>> START

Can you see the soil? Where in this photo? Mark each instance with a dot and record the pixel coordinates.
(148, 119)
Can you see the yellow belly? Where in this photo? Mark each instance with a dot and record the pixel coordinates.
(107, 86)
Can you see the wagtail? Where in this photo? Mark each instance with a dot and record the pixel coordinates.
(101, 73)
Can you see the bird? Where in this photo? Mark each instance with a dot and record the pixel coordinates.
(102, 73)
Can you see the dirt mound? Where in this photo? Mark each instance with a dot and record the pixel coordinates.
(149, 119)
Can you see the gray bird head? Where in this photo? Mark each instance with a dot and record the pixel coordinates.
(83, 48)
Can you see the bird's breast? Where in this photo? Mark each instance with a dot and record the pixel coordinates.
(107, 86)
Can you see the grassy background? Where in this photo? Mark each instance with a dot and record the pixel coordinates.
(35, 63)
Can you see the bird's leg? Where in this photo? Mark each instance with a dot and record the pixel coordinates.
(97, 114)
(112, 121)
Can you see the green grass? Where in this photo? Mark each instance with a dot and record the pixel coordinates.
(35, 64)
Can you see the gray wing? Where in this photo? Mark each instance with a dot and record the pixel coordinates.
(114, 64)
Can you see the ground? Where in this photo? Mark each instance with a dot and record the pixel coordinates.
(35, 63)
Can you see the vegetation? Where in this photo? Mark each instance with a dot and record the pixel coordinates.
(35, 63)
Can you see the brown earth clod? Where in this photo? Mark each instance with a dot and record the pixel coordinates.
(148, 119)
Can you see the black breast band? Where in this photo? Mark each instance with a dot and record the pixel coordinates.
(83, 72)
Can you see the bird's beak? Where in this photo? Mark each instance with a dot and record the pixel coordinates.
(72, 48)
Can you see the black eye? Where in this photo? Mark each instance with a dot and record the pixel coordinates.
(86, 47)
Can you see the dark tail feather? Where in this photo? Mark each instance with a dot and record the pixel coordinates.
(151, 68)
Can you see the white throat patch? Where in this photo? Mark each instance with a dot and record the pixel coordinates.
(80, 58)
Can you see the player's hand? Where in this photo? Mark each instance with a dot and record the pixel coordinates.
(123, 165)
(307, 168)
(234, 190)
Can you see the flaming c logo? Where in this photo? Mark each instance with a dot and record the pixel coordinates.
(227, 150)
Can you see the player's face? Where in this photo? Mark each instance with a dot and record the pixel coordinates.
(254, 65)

>> END

• [EXERCISE INSTRUCTIONS] Retype every row above word for word, keeping the original order.

• [EXERCISE ANSWER]
Can you see the soil? Where in this photo? Mark each instance with a dot and record the pixel coordinates.
(148, 119)
Can you see the yellow belly? Where in this photo? Mark each instance with a dot and record the pixel coordinates.
(107, 86)
Can you see the wagtail? Where in this photo? Mark each instance with a dot and record the pixel coordinates.
(101, 73)
Can you see the bird? Where in this photo? Mark each instance with a dot and record the pixel coordinates.
(102, 73)
Can you see the dirt mound? Where in this photo? Mark each instance with a dot and record the pixel coordinates.
(149, 119)
Can you see the gray bird head? Where in this photo? Mark each instance with a dot and record the pixel coordinates.
(83, 48)
Can you see the bird's breast? Where in this photo? Mark each instance with a dot and record the pixel coordinates.
(107, 86)
Can you see the grassy background? Where in this photo? Mark each instance with a dot and record the pixel coordinates.
(35, 63)
Can you see the bird's leg? Where in this photo? Mark each instance with a dot and record the pixel coordinates.
(97, 114)
(112, 121)
Can you see the green grass? Where in this photo? Mark each instance with a dot and record the pixel coordinates.
(35, 64)
Can you see the gray wing? Where in this photo? Mark each instance with a dot and record the pixel coordinates.
(114, 64)
Can you see the ground? Where in this photo? Mark each instance with a dot and record the pixel coordinates.
(35, 63)
Can you see the vegetation? Where in this photo? Mark each instance with a dot and record the pixel coordinates.
(35, 63)
Can you see the brown earth clod? Where in this photo? Mark each instance with a dot and record the pixel coordinates.
(148, 119)
Can you see the black breast band? Where in this photo? Mark each instance with a dot and record the pixel coordinates.
(83, 72)
Can you see the bird's beak? Where in this photo? Mark each instance with a dot and record the pixel coordinates.
(72, 48)
Can you see the black eye? Where in this photo? Mark each instance with a dot and record the pixel coordinates.
(86, 47)
Can you see the dark tail feather? Where in this photo? Mark each instance with a dot and record the pixel coordinates.
(151, 68)
Can you see the white throat patch? Where in this photo? Mark each instance with a dot and record the pixel coordinates.
(80, 58)
Can you see the player's hand? Where in this photo? Mark each instance with a dot and record the pixel coordinates.
(123, 165)
(307, 168)
(234, 190)
Can you see the flaming c logo? Where in this photo? Mark each instance with a dot and record the pixel coordinates.
(227, 150)
Can you see the player's face? Where in this photo? Mark each instance with a dot and record the pixel coordinates.
(254, 65)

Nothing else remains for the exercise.